§ **EXERCISE DETAILS**: Report every line from the material that contains the word "below".

___ LISTED RECORDS

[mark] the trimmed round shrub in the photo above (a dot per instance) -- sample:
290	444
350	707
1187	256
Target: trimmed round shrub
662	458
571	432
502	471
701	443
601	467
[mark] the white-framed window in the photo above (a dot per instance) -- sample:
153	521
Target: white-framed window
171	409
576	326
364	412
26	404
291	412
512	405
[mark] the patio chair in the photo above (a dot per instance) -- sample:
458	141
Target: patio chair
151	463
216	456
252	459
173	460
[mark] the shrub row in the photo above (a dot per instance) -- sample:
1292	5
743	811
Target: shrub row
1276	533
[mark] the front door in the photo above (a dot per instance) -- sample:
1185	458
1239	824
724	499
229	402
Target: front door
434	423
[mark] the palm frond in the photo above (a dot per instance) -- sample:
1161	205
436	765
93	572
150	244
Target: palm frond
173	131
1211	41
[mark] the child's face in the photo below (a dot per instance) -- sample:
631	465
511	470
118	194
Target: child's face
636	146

______
___ LISTED RECORDS

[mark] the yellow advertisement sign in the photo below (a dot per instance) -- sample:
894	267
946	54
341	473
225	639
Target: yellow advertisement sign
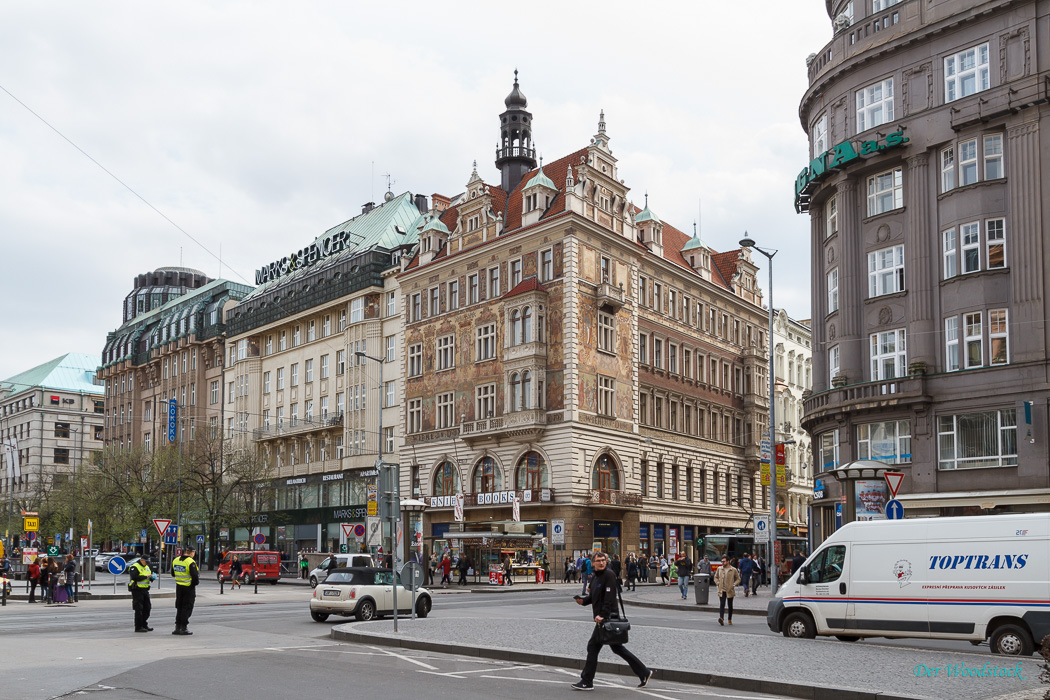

______
___ LISTED RECORDS

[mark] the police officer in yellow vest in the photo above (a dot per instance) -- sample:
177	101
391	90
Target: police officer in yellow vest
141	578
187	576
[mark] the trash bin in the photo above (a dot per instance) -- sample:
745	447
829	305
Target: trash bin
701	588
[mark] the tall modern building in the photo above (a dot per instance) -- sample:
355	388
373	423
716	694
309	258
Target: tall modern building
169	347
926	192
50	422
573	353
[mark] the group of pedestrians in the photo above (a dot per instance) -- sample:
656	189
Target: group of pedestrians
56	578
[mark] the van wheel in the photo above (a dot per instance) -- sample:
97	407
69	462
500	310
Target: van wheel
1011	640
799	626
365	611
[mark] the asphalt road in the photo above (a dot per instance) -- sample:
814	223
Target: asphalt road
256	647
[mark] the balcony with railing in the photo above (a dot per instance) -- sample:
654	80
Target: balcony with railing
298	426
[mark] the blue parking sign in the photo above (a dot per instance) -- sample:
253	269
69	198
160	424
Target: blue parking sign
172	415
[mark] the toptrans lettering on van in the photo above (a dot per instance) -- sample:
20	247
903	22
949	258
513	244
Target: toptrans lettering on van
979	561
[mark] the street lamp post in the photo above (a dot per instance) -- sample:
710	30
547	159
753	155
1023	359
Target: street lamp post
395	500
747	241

______

§ **ANSWER TO THE EXERCISE**:
[mark] the child's face in the photo below (a dot per instance) -- sample:
[mark] the yellow advertisement sign in the photo below (a dot per instance) -- sample:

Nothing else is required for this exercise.